**What this task involves**.
Your task is to reproduce the entries below word for word.

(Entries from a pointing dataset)

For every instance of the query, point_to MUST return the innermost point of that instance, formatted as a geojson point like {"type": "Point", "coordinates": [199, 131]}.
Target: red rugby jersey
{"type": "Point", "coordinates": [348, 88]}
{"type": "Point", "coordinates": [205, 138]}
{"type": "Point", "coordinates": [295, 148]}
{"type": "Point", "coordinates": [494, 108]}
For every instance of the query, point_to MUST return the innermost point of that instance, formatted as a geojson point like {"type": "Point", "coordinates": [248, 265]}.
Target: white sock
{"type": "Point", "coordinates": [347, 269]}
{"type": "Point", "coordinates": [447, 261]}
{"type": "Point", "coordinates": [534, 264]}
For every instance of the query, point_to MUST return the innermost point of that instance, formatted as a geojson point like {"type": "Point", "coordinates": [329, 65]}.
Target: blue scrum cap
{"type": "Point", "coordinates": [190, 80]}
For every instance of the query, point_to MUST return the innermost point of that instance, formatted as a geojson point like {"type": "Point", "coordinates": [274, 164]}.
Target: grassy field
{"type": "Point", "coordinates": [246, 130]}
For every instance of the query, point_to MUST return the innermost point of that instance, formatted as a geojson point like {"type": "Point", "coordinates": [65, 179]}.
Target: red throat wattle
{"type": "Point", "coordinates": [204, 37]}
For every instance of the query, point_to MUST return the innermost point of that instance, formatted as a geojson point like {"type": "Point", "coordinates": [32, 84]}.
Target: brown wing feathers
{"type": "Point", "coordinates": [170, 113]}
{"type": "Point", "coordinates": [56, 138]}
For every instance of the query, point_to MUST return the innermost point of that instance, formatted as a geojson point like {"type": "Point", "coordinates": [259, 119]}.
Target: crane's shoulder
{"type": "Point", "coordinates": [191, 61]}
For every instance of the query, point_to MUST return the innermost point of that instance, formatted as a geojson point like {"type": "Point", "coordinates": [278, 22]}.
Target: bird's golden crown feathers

**Written response**.
For every instance of the query, point_to MUST return the innermost point of that instance, formatted as a geojson point like {"type": "Point", "coordinates": [199, 131]}.
Target: red rugby jersey
{"type": "Point", "coordinates": [348, 88]}
{"type": "Point", "coordinates": [205, 138]}
{"type": "Point", "coordinates": [295, 148]}
{"type": "Point", "coordinates": [494, 108]}
For every instance of the query, point_to MUST return the innermost point of that instance, formatted as a geojson point like {"type": "Point", "coordinates": [248, 265]}.
Target: white sock
{"type": "Point", "coordinates": [347, 269]}
{"type": "Point", "coordinates": [447, 261]}
{"type": "Point", "coordinates": [534, 264]}
For every instance of the query, point_to MUST return the innermost point of that instance, formatted as a geojson point like {"type": "Point", "coordinates": [329, 65]}.
Target: blue scrum cap
{"type": "Point", "coordinates": [190, 80]}
For every instance of the query, point_to MUST return the innermost point of that instance, formatted as a geojson point like {"type": "Point", "coordinates": [274, 164]}.
Target: grassy field
{"type": "Point", "coordinates": [246, 130]}
For every instance of the query, point_to MUST return the innermost point of that instance, formatted as a geojson point like {"type": "Point", "coordinates": [65, 179]}.
Target: red throat wattle
{"type": "Point", "coordinates": [204, 37]}
For every instance of the query, point_to MUST return the innermost point of that instance, formatted as a geojson point like {"type": "Point", "coordinates": [32, 84]}.
Target: brown wing feathers
{"type": "Point", "coordinates": [170, 113]}
{"type": "Point", "coordinates": [56, 138]}
For every instance of the query, point_to MUST return the innermost point of that instance, formatted as a geojson point like {"type": "Point", "coordinates": [259, 119]}.
Target: crane's shoulder
{"type": "Point", "coordinates": [191, 61]}
For every instance of the query, point_to MUST return the innermost point of that instance, formatted as a geojson point like {"type": "Point", "coordinates": [278, 22]}.
Target: bird's golden crown feathers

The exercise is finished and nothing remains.